Natural-language object grounding data
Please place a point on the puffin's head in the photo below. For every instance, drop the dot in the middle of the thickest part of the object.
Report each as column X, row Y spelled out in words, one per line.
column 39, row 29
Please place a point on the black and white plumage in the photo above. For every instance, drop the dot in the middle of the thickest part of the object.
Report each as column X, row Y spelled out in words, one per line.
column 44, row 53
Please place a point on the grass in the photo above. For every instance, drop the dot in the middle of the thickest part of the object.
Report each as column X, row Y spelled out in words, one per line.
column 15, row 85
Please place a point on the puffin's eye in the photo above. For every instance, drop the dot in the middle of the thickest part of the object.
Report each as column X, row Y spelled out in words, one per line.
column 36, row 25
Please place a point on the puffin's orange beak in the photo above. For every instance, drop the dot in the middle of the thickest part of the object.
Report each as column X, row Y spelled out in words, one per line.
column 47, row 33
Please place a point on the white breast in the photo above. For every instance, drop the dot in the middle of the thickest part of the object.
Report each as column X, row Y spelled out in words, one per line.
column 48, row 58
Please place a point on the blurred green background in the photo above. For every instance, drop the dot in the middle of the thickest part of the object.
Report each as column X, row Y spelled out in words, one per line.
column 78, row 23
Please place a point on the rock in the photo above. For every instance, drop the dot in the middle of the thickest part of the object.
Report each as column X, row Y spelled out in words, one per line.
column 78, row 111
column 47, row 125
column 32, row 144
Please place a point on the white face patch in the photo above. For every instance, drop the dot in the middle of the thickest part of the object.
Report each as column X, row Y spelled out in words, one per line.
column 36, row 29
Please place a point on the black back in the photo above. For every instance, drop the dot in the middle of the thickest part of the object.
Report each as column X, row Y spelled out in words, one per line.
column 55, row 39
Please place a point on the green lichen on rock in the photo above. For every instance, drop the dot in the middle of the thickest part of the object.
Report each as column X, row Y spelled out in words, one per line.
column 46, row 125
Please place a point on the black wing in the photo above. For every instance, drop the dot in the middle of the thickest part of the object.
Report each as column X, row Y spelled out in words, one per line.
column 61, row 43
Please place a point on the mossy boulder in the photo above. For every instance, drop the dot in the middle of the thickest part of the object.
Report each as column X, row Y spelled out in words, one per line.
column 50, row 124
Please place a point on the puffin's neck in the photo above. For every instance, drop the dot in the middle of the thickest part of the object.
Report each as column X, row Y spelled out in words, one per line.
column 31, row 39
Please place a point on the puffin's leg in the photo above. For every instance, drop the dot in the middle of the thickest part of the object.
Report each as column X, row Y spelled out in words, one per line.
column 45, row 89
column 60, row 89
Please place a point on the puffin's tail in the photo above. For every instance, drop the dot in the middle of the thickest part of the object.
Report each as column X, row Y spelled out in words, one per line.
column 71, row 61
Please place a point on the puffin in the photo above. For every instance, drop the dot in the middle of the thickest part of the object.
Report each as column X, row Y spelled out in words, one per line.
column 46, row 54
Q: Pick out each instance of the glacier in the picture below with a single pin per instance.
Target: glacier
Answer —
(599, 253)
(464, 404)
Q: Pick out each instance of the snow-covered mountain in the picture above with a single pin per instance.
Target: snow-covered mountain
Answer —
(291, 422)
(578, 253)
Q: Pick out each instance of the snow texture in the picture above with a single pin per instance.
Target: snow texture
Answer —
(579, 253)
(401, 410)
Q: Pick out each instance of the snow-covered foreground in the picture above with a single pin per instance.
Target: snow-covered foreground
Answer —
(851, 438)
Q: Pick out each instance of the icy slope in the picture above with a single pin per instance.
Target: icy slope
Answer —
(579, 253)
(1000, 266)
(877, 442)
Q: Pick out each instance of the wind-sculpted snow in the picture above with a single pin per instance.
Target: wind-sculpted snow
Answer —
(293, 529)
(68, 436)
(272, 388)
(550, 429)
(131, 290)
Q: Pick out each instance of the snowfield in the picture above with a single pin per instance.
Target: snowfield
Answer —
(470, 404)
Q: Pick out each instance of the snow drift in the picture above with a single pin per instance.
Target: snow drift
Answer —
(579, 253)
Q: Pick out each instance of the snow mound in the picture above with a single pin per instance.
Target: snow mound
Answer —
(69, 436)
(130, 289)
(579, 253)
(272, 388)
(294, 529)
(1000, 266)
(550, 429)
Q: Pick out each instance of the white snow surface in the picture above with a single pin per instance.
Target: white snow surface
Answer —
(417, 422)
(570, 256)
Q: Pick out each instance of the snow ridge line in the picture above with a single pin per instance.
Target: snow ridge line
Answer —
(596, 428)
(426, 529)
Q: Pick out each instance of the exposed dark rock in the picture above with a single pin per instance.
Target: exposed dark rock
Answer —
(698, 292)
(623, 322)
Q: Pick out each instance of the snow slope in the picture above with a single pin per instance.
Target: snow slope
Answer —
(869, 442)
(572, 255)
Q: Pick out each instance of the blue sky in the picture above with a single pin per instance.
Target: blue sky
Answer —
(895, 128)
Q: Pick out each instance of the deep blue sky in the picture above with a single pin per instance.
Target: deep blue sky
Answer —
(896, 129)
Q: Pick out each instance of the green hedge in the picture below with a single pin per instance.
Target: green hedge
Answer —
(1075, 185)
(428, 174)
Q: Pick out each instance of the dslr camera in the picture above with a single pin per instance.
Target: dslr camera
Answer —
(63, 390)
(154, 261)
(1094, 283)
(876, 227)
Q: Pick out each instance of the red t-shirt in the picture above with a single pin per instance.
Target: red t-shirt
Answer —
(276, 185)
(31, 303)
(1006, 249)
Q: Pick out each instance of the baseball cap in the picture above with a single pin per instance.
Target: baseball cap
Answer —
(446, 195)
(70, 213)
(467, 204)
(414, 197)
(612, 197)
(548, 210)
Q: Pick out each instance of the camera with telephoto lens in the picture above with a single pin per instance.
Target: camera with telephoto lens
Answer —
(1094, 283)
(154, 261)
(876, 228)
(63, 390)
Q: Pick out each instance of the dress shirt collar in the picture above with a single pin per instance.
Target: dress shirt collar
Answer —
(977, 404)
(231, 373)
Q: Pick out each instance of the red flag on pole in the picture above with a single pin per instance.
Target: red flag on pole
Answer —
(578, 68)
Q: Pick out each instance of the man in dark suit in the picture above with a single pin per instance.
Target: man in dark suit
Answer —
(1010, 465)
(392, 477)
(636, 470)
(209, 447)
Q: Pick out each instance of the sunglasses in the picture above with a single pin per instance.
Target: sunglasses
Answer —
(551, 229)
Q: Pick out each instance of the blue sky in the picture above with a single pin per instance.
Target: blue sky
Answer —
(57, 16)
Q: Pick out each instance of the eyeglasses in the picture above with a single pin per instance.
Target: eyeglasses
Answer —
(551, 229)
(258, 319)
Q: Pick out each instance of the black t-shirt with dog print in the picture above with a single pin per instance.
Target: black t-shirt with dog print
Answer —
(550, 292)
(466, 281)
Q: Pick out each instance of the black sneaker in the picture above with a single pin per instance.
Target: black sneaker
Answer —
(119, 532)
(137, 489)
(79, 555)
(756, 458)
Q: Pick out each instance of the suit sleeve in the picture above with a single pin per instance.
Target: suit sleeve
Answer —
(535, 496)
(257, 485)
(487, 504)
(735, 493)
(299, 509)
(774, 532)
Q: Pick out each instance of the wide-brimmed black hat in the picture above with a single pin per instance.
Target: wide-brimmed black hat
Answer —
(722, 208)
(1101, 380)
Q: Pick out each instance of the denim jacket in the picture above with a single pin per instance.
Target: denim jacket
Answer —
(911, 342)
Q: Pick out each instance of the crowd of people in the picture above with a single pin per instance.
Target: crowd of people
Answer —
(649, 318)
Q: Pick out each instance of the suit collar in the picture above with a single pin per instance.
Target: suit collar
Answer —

§ **The problem**: Every line above is to be transcribed exactly, with nothing dropped.

§ **Your solution**:
Please place a point on the puffin's head in the photo below. For every instance, drop the dot in the middle of the thickest part of the object.
Report each as column X, row Y spelled out in words, one per line.
column 39, row 29
Please place a point on the black and white plumage in the photo above. For every instance, drop the dot in the middle of the thickest part of the object.
Report each as column X, row Y spelled out in words, one per line.
column 44, row 53
Please place a point on the grass in the photo above. For every instance, drop the dot in the middle of the thickest part of the object.
Report each as column X, row Y spelled out in words, one per line.
column 15, row 85
Please place a point on the puffin's eye in the photo above. For every instance, drop the dot in the middle of the thickest part of the object.
Report each as column X, row Y spelled out in words, one per line.
column 36, row 25
Please place a point on the puffin's orange beak in the photo above. For every instance, drop the dot in the middle of the thickest part of the object.
Report each as column X, row Y spelled out in words, one per line.
column 47, row 33
Please place a point on the white breast in the photo above. For every instance, drop the dot in the middle of the thickest part of the object.
Report each as column X, row Y spelled out in words, one per line.
column 48, row 58
Please place a point on the blurred green background in the photo above. For every instance, drop the dot in the middle of the thickest part of the object.
Report each as column X, row Y spelled out in words, one per line.
column 78, row 23
Please place a point on the rock in the photo above. For every instance, drop the dot in the middle of the thickest part of the object.
Report each as column X, row Y spelled out in words, one per line.
column 78, row 111
column 47, row 125
column 32, row 144
Please place a point on the white face patch in the photo above. For every instance, drop the dot in the middle of the thickest part of the object.
Report each as column X, row Y spelled out in words, one per line.
column 36, row 29
Please place a point on the black back in the photo above. For every instance, drop the dot in the middle of the thickest part of the object.
Report each as column X, row Y spelled out in words, one per line.
column 55, row 39
Please place a point on the green lichen on rock in the photo above. For every instance, drop the dot in the middle of the thickest part of the object.
Report each as column X, row Y spelled out in words, one per line.
column 46, row 125
Please place a point on the black wing in the photo above. For every instance, drop the dot in the middle of the thickest part of the object.
Report each as column X, row Y spelled out in words, one per line.
column 61, row 43
Please place a point on the mossy boulder in the photo above. For every instance, drop the dot in the middle of the thickest part of the object.
Report each as column X, row Y spelled out in words, one per line.
column 50, row 124
Please place a point on the puffin's neck in the photo above. For every instance, drop the dot in the middle of the thickest part of the object.
Report each as column X, row Y spelled out in words, one per line.
column 31, row 39
Please place a point on the puffin's leg in the photo above. For every instance, drop the dot in the middle of the thickest part of the object.
Report each as column X, row Y spelled out in words, one per line.
column 45, row 89
column 60, row 89
Please place a point on the puffin's tail in the photo above. For every instance, drop the dot in the middle of the thickest part of the object.
Report each as column X, row Y spelled out in words, one per line.
column 71, row 61
Please place a point on the puffin in the photo above. For every instance, drop the dot in the middle of the thickest part of the object.
Report each as column X, row Y spelled out in words, one per line.
column 46, row 54
Q: Pick out each instance of the glacier in the picture below with a single pin per instance.
Target: glacier
Answer —
(599, 253)
(464, 404)
Q: Pick out each instance of the snow-covered mountain in the picture above with a single pin per instance.
Target: snow-covered mountain
Answer —
(291, 422)
(578, 253)
Q: Pick out each instance of the snow texture in the picture above with a single pin per instance.
Target: snow texture
Answer —
(579, 253)
(401, 410)
Q: Pick out each instance of the snow-covered foreground in the picture above with a single pin per instance.
Target: snow-covered foreground
Answer —
(851, 438)
Q: Pick out each instance of the icy slope in the picture above with a single pin per instance.
Target: icy slope
Answer —
(579, 253)
(1000, 266)
(877, 442)
Q: Pick out each instance of the wind-sculpted snow in the picture above with a single pin per instance.
Target: wind-sculpted snow
Answer —
(293, 529)
(68, 436)
(272, 388)
(550, 429)
(131, 290)
Q: Pick out each instance of the snowfield in the picture above with a single pin per instance.
Target: snowfield
Answer —
(470, 404)
Q: Pick out each instance of the snow drift in the picture above with a single pin per instance.
Target: snow drift
Answer —
(579, 253)
Q: Pick out each instance of the snow mound in the picture above with a single pin per instance.
Target: snow mound
Answer —
(69, 436)
(130, 289)
(579, 253)
(272, 388)
(294, 529)
(1000, 266)
(550, 429)
Q: Pick out each instance of the white snow surface in the picture above with a single pin per instance.
Target: white snow surface
Answer —
(417, 422)
(570, 256)
Q: Pick out each instance of the snow ridge line in the picture above with a single pin per instance.
Target: snow ridge line
Answer —
(596, 428)
(426, 529)
Q: Pick out each instance of the exposed dark rock in the picture above with a single pin per instance.
Target: exposed dark rock
Answer —
(698, 292)
(623, 322)
Q: Pick out each instance of the snow slope in the picture above with a single pin per instance.
Target: snow slope
Answer —
(869, 442)
(572, 255)
Q: Pick out each instance of the blue sky in the picture above with a single pin per instance.
Target: blue sky
Answer —
(895, 128)
Q: Pick out each instance of the deep blue sky in the picture above with a single pin per instance.
Target: deep blue sky
Answer —
(896, 129)
Q: Pick out each instance of the green hedge in the picture below with a single pin per instance.
Target: green hedge
Answer —
(1075, 185)
(428, 174)
Q: Pick out each instance of the dslr camera in the picture above with a single pin per instance.
Target: dslr camera
Answer —
(63, 390)
(154, 261)
(1094, 283)
(876, 227)
Q: Pick out each instance of the red t-shirt in the picture above with a single pin per instance.
Target: red t-shirt
Answer —
(276, 185)
(31, 303)
(1006, 249)
Q: Pick out each instance of the baseball cap in the picture above with a single pin per instance.
Target: baseball cap
Answer —
(446, 195)
(70, 213)
(467, 204)
(414, 197)
(612, 197)
(548, 210)
Q: Pick out each instance of the camera with telephoto lens in the picture above with a single pin per instance.
Target: camera with telephoto lens
Answer —
(1094, 283)
(154, 261)
(876, 228)
(63, 390)
Q: Pick out each instance of the dress shirt collar in the picture above with a single pin per instance.
Target: dress shirt collar
Answer —
(977, 404)
(231, 373)
Q: Pick out each instance of the red flag on pole in the picture above with a single pin per instance.
Target: red flag on pole
Answer —
(578, 68)
Q: Pick out each instance of the man in dark suit in the picture above with a single pin per instance.
Target: man in dark suit
Answer —
(1010, 465)
(392, 477)
(636, 470)
(209, 447)
Q: Pick out each instance of the sunglasses in the picture above with a single pin per instance.
Target: sunglasses
Answer —
(551, 229)
Q: Pick out each instance of the blue sky in the picture above with a single pin per instance.
Target: blue sky
Answer —
(57, 16)
Q: Pick out each instance of the eyeglasses in the picture above with a single pin per instance.
Target: eyeglasses
Answer —
(551, 229)
(258, 319)
Q: Pick out each instance of the black t-shirt with dog print in the picture above with a single pin per instance.
Target: black t-shirt with dog print
Answer —
(550, 292)
(466, 281)
Q: Pick out each instance of the black sneaker in the picture above with a single pin per instance.
Target: black sneaker
Answer —
(119, 532)
(137, 489)
(79, 555)
(756, 458)
Q: Pick out each instance of the suit sleeve in the picture above with a single pin per instance.
Target: suit sleeve
Answer —
(535, 496)
(257, 485)
(487, 504)
(735, 493)
(299, 509)
(774, 532)
Q: Pick out each instance of the wide-brimmed black hat in the picture above with a single pin per instance.
Target: wide-brimmed black hat
Answer —
(722, 208)
(1101, 380)
Q: Pick out each instance of the denim jacket in the picture above with a single pin per instance.
Target: denim jacket
Answer —
(911, 342)
Q: Pick out each instance of the crowd of people in the picture above with a single pin per instance.
Target: crowd of people
Answer —
(649, 318)
Q: Pick out each instance of the suit collar in the picture above with a single pin per instance.
Target: suit collar
Answer —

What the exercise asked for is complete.